[Extracted rows]
------

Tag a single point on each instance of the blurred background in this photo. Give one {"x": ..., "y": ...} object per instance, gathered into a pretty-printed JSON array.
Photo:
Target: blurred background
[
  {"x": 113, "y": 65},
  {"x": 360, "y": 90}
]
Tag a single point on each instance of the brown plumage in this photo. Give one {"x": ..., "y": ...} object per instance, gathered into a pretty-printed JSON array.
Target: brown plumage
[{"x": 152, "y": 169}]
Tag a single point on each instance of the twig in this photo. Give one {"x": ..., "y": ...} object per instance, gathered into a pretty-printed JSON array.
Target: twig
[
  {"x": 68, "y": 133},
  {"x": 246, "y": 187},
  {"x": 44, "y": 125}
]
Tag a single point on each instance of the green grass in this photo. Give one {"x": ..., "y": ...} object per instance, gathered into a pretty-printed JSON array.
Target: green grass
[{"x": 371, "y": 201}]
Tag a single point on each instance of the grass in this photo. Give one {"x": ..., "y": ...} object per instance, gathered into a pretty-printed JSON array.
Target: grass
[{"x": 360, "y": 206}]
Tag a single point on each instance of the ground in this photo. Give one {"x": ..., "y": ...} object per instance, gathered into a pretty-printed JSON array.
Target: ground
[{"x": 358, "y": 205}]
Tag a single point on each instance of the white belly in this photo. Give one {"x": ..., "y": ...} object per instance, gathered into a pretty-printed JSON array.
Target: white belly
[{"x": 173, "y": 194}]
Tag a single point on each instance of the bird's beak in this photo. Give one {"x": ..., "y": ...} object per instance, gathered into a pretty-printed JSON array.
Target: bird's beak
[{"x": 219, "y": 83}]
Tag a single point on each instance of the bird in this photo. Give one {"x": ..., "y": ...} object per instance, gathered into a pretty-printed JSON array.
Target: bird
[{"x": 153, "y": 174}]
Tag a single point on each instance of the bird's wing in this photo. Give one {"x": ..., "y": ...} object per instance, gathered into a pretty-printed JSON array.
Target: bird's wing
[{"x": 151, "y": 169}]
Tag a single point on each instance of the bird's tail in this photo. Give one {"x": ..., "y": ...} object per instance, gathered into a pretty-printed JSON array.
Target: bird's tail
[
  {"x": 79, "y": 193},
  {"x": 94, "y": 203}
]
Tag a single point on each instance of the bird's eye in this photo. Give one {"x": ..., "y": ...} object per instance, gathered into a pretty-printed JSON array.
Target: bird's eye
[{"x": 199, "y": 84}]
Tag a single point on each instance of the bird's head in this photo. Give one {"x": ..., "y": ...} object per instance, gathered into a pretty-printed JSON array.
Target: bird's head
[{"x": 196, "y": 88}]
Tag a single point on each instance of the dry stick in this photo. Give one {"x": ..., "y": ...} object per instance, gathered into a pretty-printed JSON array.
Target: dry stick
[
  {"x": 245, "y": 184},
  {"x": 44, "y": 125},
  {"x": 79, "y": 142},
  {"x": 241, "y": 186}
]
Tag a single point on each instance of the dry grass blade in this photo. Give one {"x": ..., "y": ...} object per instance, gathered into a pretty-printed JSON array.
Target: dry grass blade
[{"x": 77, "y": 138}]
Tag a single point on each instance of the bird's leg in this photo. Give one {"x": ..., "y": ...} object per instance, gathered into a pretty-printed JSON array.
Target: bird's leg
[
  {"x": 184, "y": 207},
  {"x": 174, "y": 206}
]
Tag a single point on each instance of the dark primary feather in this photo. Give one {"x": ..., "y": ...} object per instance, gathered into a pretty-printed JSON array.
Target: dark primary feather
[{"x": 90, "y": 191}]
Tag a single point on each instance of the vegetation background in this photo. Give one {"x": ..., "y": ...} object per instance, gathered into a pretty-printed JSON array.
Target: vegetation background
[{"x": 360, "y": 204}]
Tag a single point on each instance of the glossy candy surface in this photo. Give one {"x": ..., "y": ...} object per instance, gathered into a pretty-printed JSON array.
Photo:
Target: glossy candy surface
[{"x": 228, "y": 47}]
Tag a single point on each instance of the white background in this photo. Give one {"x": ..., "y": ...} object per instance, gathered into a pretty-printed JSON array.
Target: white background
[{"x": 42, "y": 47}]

------

Render every one of the rows above as a numbered list, omitting any blank lines.

1. Tag a single point on each instance of the blurred background in this photo. Give one {"x": ..., "y": ...} object per instance, gathered into a pretty-printed JSON array.
2. Photo:
3. Target: blurred background
4. [
5.   {"x": 113, "y": 65},
6.   {"x": 360, "y": 90}
7. ]
8. Tag a single point on each instance of the brown plumage in this photo. Give one {"x": ..., "y": ...} object per instance, gathered into a pretty-printed JSON array.
9. Target: brown plumage
10. [{"x": 152, "y": 169}]
11. Tag a single point on each instance of the twig in this photo. Give one {"x": ..., "y": ...} object per instance, gathered into a pretty-printed JSON array.
12. Target: twig
13. [
14.   {"x": 68, "y": 133},
15.   {"x": 246, "y": 187},
16.   {"x": 44, "y": 125}
17. ]
18. Tag a single point on each instance of the green grass in this photo. Give one {"x": ..., "y": ...} object per instance, gathered into a pretty-printed JSON array.
19. Target: green grass
20. [{"x": 371, "y": 201}]
21. Tag a single point on each instance of the grass in this photo. Give one {"x": ..., "y": ...} object per instance, gathered into a pretty-printed JSON array.
22. Target: grass
23. [{"x": 360, "y": 206}]
24. Tag a single point on each instance of the ground in this photo. Give one {"x": ..., "y": ...} object per instance, gathered into a pretty-printed JSON array.
25. Target: ground
26. [{"x": 358, "y": 205}]
27. Tag a single point on each instance of the white belly in this photo. Give one {"x": ..., "y": ...} object per instance, gathered into a pretty-printed JSON array.
28. Target: white belly
29. [{"x": 173, "y": 194}]
30. Tag a single point on each instance of the bird's beak in this photo. Give one {"x": ..., "y": ...} object per instance, gathered into a pretty-printed JSON array.
31. Target: bird's beak
32. [{"x": 219, "y": 83}]
33. Tag a single point on each instance of the bird in this photo. Give one {"x": ..., "y": ...} object per instance, gathered into a pretty-printed JSON array.
34. Target: bird
35. [{"x": 153, "y": 174}]
36. Tag a single point on each instance of the bird's wing in this photo. Give one {"x": ..., "y": ...} object per instance, gathered into a pretty-printed JSON array.
37. Target: bird's wing
38. [{"x": 151, "y": 169}]
39. Tag a single point on each instance of the bird's tail in this photo. Give one {"x": ..., "y": ...} object per instance, gathered into a pretty-printed JSON array.
40. Target: bird's tail
41. [
42.   {"x": 79, "y": 193},
43.   {"x": 94, "y": 203}
44. ]
45. Tag a single point on each instance of the bird's eye in this photo. Give one {"x": ..., "y": ...} object per instance, gathered into a pretty-printed JSON array.
46. Target: bird's eye
47. [{"x": 199, "y": 84}]
48. Tag a single point on each instance of the bird's head in this photo. Give one {"x": ..., "y": ...} object per instance, gathered into a pretty-printed JSON array.
49. Target: bird's head
50. [{"x": 196, "y": 88}]
51. Tag a single point on each instance of the dry stick in this photo. Give one {"x": ..., "y": ...} object per instance, gathered into a pretty-printed JSON array.
52. Target: dry stick
53. [
54.   {"x": 245, "y": 184},
55.   {"x": 44, "y": 125},
56.   {"x": 79, "y": 142},
57.   {"x": 241, "y": 186}
58. ]
59. Tag a single point on each instance of the dry grass blade in this photo. Give one {"x": ..., "y": ...} object per instance, gathered into a pretty-printed JSON array.
60. Target: dry grass blade
61. [{"x": 77, "y": 138}]
62. Tag a single point on each instance of the bird's leg in this photo. Give one {"x": ..., "y": ...} object per instance, gathered into a pretty-printed JSON array.
63. Target: bird's leg
64. [
65.   {"x": 184, "y": 207},
66.   {"x": 174, "y": 206}
67. ]
68. Tag a single point on each instance of the dark primary feather in this photo. Give one {"x": ..., "y": ...} object per instance, gathered into a pretty-printed JSON array.
69. Target: dark primary feather
70. [{"x": 90, "y": 191}]
71. Tag a single point on each instance of the vegetation background in this photo. Give one {"x": ..., "y": ...} object per instance, gathered into a pretty-printed JSON array.
72. Target: vegetation background
73. [{"x": 360, "y": 204}]
74. Tag a single point on each instance of the glossy candy surface in this photo. Give one {"x": ..., "y": ...} object per instance, gathered into a pretty-printed JSON array.
75. Photo:
76. Target: glossy candy surface
77. [{"x": 228, "y": 47}]
78. Tag a single point on each instance of the white background in this photo. Give one {"x": ..., "y": ...} object per instance, gathered into a pretty-printed JSON array.
79. Target: white background
80. [{"x": 42, "y": 47}]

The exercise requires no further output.